Using wikipedia API, The Pageviews API provides data for desktop, mobile -web, and mobile-app from July 2015- Sep 2017, and the legacy Pagecounts API provides traffic data for desktop and mobile from January 2008 to July 2016
At first, import the package we need:
In [378]:
import json
import requests
import matplotlib.pyplot as plt
import datetime
import numpy as np
import pandas as pd
Next, I need get the data for desktop, mobile-web, and mobile-app on page views from 2015-07-01 to 2016-09-30. I set a endpoint and changing the parameter for different access.
In [379]:
# endpoint with parameters
endpoint = 'https://wikimedia.org/api/rest_v1/metrics/pageviews/aggregate/{project}/{access}/{agent}/{granularity}/{start}/{end}'
headers={'User-Agent' : 'https://github.com/runlaizeng', 'From' : 'runlaiz@uw.edu'}
In [380]:
#access for desktop
params = {'project' : 'en.wikipedia.org',
'access' : 'desktop',
'agent' : 'user',
'granularity' : 'monthly',
'start' : '2015070100',
'end' : '2017093000'#use the first day of the following month to ensure a full month of data is collected
}
api_call = requests.get(endpoint.format(**params))

- - - -

SHORT TASK =
Name every module imported by the code in the Wikipedia pageviews walkthrough above, along with any alias it is given.

- - - -

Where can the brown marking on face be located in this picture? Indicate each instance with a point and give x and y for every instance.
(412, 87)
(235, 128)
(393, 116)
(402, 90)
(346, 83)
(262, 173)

- - - -

WRITTEN SOLUTION =
json, requests, matplotlib.pyplot (as plt), datetime, numpy (as np), pandas (as pd)